(Region labeling entries)
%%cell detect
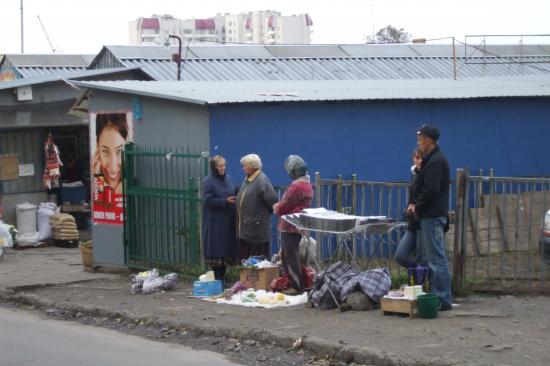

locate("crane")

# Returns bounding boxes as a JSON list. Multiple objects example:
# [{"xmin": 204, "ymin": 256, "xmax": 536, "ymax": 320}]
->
[{"xmin": 36, "ymin": 15, "xmax": 55, "ymax": 53}]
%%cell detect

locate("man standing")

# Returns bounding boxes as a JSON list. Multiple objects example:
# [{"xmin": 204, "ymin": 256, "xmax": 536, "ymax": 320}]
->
[{"xmin": 407, "ymin": 124, "xmax": 453, "ymax": 311}]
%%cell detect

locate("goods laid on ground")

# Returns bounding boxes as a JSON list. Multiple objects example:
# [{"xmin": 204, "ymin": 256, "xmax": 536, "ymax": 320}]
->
[
  {"xmin": 215, "ymin": 288, "xmax": 307, "ymax": 308},
  {"xmin": 50, "ymin": 213, "xmax": 79, "ymax": 240},
  {"xmin": 130, "ymin": 268, "xmax": 178, "ymax": 294}
]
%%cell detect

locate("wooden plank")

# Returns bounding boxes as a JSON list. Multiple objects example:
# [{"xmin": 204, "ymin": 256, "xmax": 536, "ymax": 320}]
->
[
  {"xmin": 468, "ymin": 209, "xmax": 481, "ymax": 256},
  {"xmin": 497, "ymin": 206, "xmax": 510, "ymax": 252}
]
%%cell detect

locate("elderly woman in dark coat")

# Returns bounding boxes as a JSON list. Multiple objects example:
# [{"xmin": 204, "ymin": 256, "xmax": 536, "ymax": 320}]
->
[
  {"xmin": 237, "ymin": 154, "xmax": 277, "ymax": 259},
  {"xmin": 274, "ymin": 155, "xmax": 313, "ymax": 292},
  {"xmin": 202, "ymin": 155, "xmax": 238, "ymax": 280}
]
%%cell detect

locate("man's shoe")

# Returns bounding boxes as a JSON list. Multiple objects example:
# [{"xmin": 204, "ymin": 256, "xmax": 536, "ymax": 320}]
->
[{"xmin": 281, "ymin": 287, "xmax": 304, "ymax": 296}]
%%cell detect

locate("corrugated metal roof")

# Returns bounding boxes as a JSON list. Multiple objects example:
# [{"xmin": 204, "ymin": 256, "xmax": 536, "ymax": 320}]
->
[
  {"xmin": 0, "ymin": 68, "xmax": 144, "ymax": 90},
  {"xmin": 87, "ymin": 44, "xmax": 550, "ymax": 81},
  {"xmin": 14, "ymin": 66, "xmax": 86, "ymax": 78},
  {"xmin": 264, "ymin": 44, "xmax": 350, "ymax": 58},
  {"xmin": 75, "ymin": 76, "xmax": 550, "ymax": 104},
  {"xmin": 189, "ymin": 45, "xmax": 275, "ymax": 59},
  {"xmin": 116, "ymin": 57, "xmax": 550, "ymax": 81},
  {"xmin": 103, "ymin": 43, "xmax": 550, "ymax": 59},
  {"xmin": 2, "ymin": 53, "xmax": 95, "ymax": 67}
]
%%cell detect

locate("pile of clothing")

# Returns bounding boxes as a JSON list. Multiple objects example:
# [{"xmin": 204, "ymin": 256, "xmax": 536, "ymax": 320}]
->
[
  {"xmin": 309, "ymin": 261, "xmax": 391, "ymax": 309},
  {"xmin": 50, "ymin": 213, "xmax": 79, "ymax": 240}
]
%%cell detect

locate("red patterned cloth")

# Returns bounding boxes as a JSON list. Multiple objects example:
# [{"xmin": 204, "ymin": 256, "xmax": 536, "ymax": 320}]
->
[
  {"xmin": 269, "ymin": 267, "xmax": 315, "ymax": 292},
  {"xmin": 275, "ymin": 177, "xmax": 313, "ymax": 233}
]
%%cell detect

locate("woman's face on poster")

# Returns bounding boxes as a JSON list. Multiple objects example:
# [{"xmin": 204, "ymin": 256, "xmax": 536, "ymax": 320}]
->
[{"xmin": 98, "ymin": 127, "xmax": 126, "ymax": 189}]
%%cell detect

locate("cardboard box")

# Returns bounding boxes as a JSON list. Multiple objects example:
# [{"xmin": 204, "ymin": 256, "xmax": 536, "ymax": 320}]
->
[
  {"xmin": 193, "ymin": 280, "xmax": 223, "ymax": 297},
  {"xmin": 239, "ymin": 267, "xmax": 279, "ymax": 290},
  {"xmin": 380, "ymin": 297, "xmax": 418, "ymax": 318},
  {"xmin": 0, "ymin": 154, "xmax": 19, "ymax": 181}
]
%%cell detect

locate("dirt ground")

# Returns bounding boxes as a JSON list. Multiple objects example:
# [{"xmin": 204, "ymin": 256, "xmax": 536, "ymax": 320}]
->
[
  {"xmin": 2, "ymin": 277, "xmax": 550, "ymax": 365},
  {"xmin": 0, "ymin": 248, "xmax": 550, "ymax": 365}
]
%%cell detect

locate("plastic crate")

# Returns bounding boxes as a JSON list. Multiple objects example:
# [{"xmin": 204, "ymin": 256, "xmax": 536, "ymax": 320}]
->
[{"xmin": 193, "ymin": 280, "xmax": 223, "ymax": 297}]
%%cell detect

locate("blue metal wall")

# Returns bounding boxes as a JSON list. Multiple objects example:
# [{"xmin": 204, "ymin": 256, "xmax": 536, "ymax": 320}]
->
[{"xmin": 210, "ymin": 98, "xmax": 550, "ymax": 185}]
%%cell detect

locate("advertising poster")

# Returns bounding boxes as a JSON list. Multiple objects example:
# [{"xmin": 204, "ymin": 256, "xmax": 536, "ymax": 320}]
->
[{"xmin": 90, "ymin": 111, "xmax": 134, "ymax": 226}]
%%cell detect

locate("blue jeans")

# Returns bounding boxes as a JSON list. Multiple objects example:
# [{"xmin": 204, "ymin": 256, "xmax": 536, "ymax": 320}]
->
[
  {"xmin": 393, "ymin": 230, "xmax": 423, "ymax": 269},
  {"xmin": 420, "ymin": 217, "xmax": 453, "ymax": 305}
]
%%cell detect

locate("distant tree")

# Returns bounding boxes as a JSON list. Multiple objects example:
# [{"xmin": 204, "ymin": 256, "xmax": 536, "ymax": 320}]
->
[{"xmin": 367, "ymin": 24, "xmax": 411, "ymax": 43}]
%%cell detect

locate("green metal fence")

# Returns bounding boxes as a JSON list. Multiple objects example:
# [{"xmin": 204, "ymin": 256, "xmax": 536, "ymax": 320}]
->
[{"xmin": 123, "ymin": 144, "xmax": 207, "ymax": 269}]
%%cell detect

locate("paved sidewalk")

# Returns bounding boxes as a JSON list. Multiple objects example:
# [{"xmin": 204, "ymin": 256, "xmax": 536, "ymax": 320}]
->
[{"xmin": 0, "ymin": 248, "xmax": 550, "ymax": 365}]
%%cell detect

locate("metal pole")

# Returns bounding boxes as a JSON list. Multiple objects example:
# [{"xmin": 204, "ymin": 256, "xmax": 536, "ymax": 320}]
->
[
  {"xmin": 21, "ymin": 0, "xmax": 25, "ymax": 53},
  {"xmin": 168, "ymin": 34, "xmax": 181, "ymax": 81},
  {"xmin": 453, "ymin": 37, "xmax": 456, "ymax": 80},
  {"xmin": 458, "ymin": 168, "xmax": 466, "ymax": 291}
]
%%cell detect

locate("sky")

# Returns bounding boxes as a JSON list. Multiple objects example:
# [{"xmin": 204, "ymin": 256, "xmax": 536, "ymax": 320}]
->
[{"xmin": 0, "ymin": 0, "xmax": 550, "ymax": 54}]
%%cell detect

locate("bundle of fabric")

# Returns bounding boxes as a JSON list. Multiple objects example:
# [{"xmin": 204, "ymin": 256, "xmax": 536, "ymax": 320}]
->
[
  {"xmin": 50, "ymin": 213, "xmax": 78, "ymax": 240},
  {"xmin": 310, "ymin": 262, "xmax": 391, "ymax": 309}
]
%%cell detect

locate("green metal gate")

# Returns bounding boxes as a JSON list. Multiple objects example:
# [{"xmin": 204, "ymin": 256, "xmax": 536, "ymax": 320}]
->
[{"xmin": 123, "ymin": 144, "xmax": 207, "ymax": 269}]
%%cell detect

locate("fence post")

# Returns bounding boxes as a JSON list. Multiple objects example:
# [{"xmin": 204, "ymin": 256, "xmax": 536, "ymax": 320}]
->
[
  {"xmin": 336, "ymin": 174, "xmax": 343, "ymax": 212},
  {"xmin": 453, "ymin": 168, "xmax": 467, "ymax": 291},
  {"xmin": 350, "ymin": 173, "xmax": 357, "ymax": 215},
  {"xmin": 460, "ymin": 166, "xmax": 470, "ymax": 289},
  {"xmin": 315, "ymin": 172, "xmax": 322, "ymax": 207}
]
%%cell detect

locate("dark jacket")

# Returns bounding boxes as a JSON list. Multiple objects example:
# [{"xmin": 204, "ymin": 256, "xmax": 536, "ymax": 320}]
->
[
  {"xmin": 415, "ymin": 146, "xmax": 449, "ymax": 219},
  {"xmin": 202, "ymin": 173, "xmax": 238, "ymax": 258},
  {"xmin": 237, "ymin": 171, "xmax": 277, "ymax": 243},
  {"xmin": 405, "ymin": 168, "xmax": 420, "ymax": 232}
]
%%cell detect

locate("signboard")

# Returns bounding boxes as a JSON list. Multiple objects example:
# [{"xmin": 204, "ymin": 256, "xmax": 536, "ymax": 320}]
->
[
  {"xmin": 90, "ymin": 111, "xmax": 134, "ymax": 226},
  {"xmin": 19, "ymin": 164, "xmax": 34, "ymax": 177}
]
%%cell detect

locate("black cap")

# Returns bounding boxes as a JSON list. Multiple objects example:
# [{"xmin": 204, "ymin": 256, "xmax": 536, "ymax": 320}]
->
[{"xmin": 416, "ymin": 124, "xmax": 439, "ymax": 141}]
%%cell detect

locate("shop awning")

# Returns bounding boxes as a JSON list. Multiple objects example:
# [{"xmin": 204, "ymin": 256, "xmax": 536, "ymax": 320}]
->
[{"xmin": 0, "ymin": 99, "xmax": 89, "ymax": 130}]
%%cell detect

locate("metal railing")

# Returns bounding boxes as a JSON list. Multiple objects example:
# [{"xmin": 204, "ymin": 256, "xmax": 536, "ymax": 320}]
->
[{"xmin": 123, "ymin": 145, "xmax": 207, "ymax": 269}]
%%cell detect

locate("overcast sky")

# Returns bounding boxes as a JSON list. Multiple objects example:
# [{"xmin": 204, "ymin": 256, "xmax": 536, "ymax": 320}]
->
[{"xmin": 0, "ymin": 0, "xmax": 550, "ymax": 54}]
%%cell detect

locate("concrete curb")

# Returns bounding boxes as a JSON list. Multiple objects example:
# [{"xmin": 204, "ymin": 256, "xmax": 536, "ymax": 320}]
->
[{"xmin": 0, "ymin": 288, "xmax": 458, "ymax": 366}]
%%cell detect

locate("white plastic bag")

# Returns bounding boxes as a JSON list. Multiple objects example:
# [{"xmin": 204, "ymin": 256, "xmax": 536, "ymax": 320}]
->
[
  {"xmin": 298, "ymin": 236, "xmax": 317, "ymax": 266},
  {"xmin": 36, "ymin": 202, "xmax": 57, "ymax": 241},
  {"xmin": 0, "ymin": 220, "xmax": 13, "ymax": 248}
]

Direction: Extract every line of the entries above that contains the word "fence".

Response to this exercise:
locate("green metal fence")
locate("fence post")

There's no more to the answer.